• _WHAT TO DO_
Repeat the records word for word from the line with "Detect river water." up to and including the line with "0,62,221,116".
-- begin --
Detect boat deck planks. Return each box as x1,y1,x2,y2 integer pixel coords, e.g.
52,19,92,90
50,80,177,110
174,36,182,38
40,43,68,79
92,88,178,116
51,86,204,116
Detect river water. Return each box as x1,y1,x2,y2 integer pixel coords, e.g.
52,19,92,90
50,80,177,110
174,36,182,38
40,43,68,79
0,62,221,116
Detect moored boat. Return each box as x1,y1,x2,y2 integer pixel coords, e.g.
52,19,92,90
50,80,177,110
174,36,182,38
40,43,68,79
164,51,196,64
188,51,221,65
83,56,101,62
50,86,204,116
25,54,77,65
-- end --
-- begin --
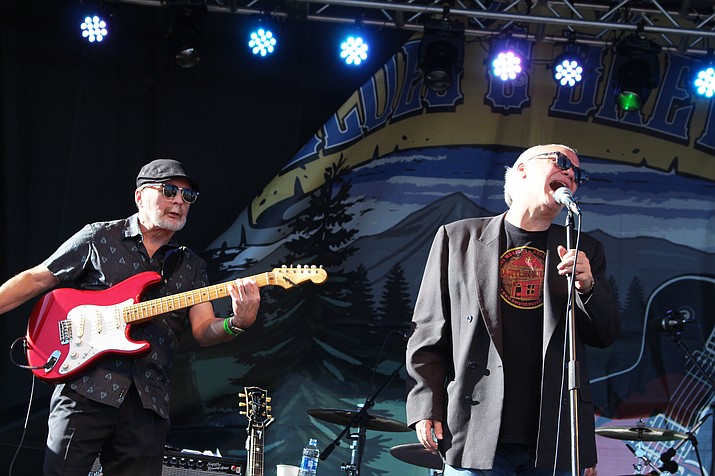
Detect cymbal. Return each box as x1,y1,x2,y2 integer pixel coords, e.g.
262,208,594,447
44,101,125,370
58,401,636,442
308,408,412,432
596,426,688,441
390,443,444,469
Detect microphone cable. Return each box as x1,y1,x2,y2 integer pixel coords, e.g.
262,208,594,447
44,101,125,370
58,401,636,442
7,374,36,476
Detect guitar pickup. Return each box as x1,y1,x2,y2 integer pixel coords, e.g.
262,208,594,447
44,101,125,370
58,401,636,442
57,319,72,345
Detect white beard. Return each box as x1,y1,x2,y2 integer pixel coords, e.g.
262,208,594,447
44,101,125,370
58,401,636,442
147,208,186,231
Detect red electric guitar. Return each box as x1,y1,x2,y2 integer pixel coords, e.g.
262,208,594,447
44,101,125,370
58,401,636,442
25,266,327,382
-- end --
• _TASK SOLUTION_
Detect river water. Return each box as x1,y1,x2,y2 integer pixel coords, e.g.
52,19,92,90
50,80,177,110
174,36,182,38
40,43,68,79
0,62,221,116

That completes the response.